The task: Can you reproduce the listing starting with the line that contains "Where in the photo above do you see the long" and going on through the line that contains "[553,187,715,268]", swapping "baseball cap" for "ball cap" and keeping everything else the same?
━━ Task inputs ━━
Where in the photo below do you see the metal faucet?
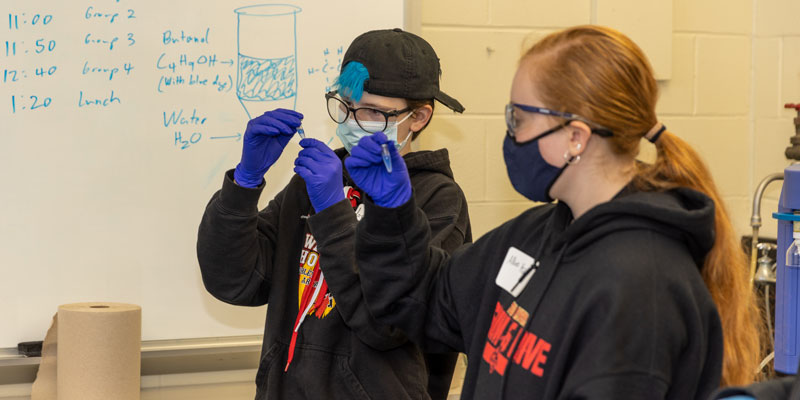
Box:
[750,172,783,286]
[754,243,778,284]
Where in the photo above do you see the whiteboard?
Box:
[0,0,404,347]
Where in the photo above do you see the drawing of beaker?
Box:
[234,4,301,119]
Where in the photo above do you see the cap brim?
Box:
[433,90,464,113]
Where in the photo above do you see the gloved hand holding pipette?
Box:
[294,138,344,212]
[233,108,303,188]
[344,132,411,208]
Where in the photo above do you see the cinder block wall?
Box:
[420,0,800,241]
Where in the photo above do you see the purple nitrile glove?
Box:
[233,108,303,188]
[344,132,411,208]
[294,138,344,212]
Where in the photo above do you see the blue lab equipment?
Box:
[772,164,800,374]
━━━
━━ Task inputs ━━
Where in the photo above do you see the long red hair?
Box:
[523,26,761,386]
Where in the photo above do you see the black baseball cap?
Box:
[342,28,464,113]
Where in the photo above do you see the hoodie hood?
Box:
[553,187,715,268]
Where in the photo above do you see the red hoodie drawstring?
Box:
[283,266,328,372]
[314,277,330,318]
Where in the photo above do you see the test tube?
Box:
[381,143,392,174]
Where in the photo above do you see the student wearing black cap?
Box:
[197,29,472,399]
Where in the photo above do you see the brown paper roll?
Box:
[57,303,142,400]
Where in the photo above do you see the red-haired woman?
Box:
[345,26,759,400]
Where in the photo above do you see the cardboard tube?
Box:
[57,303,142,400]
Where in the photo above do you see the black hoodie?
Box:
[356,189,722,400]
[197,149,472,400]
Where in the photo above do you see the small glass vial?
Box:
━━━
Response for this exercise:
Where in the photo above do you see the long red hair?
Box:
[523,26,761,386]
Where in the photo above do you see the black ball cap?
Box:
[342,28,464,113]
Where in the photo above do you see the hoodie hood?
Box:
[553,187,715,268]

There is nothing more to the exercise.